▶ Records supplied
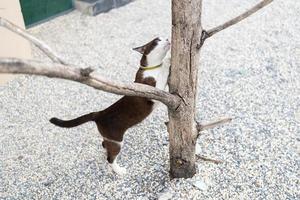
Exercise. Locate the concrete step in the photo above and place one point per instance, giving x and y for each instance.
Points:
(94, 7)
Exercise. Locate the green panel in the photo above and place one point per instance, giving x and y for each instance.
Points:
(38, 10)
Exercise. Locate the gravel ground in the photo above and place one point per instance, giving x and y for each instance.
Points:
(250, 72)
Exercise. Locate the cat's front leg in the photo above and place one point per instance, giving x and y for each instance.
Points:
(113, 149)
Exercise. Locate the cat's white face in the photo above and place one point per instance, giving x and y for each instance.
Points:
(154, 51)
(159, 52)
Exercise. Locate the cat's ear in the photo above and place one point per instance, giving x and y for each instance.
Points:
(140, 49)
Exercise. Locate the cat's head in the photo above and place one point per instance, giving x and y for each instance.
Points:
(154, 51)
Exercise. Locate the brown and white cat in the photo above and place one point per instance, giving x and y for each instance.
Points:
(113, 121)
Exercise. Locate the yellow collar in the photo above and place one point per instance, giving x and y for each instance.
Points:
(150, 67)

▶ Goal
Rescale the rows above by writing every line out again, requests included, with each x and y coordinate in the points multiplied by 2.05 and rounded to the nearest whole number, halves rounded up. Leave the pictures out of your answer.

▶ Solution to the exercise
Exercise. Locate the concrete step in the photo above and place one point per instance, giving x and y for each instance.
Points:
(193, 14)
Exercise. Locate the green panel in the photo above and place one point per instance, giving x and y for each instance.
Points:
(78, 21)
Exercise. Locate the gravel ground in the photo above and place one point per instance, giving x and y for each instance.
Points:
(513, 148)
Exercise. Locate the cat's front leg in the photo above and place one point per instance, giving x and y for each instance.
Points:
(232, 305)
Exercise. Locate the cat's white face in the photo above and place one point per instance, giving x and y for each instance.
Points:
(316, 105)
(326, 107)
Exercise. Locate the cat's ear in the photo above and place one point per instance, giving x and y for each instance.
Points:
(287, 100)
Exercise. Locate the cat's head in the photo above and place one point per instance, giving x and y for each instance.
Points:
(316, 105)
Exercise. Locate the brown and white cat in the photo above and place one point per instance, giving x and y for each instance.
Points:
(232, 248)
Exercise. Locate the yellow collar in the photo above and place one point per instance, giving x and y for each instance.
Points:
(308, 137)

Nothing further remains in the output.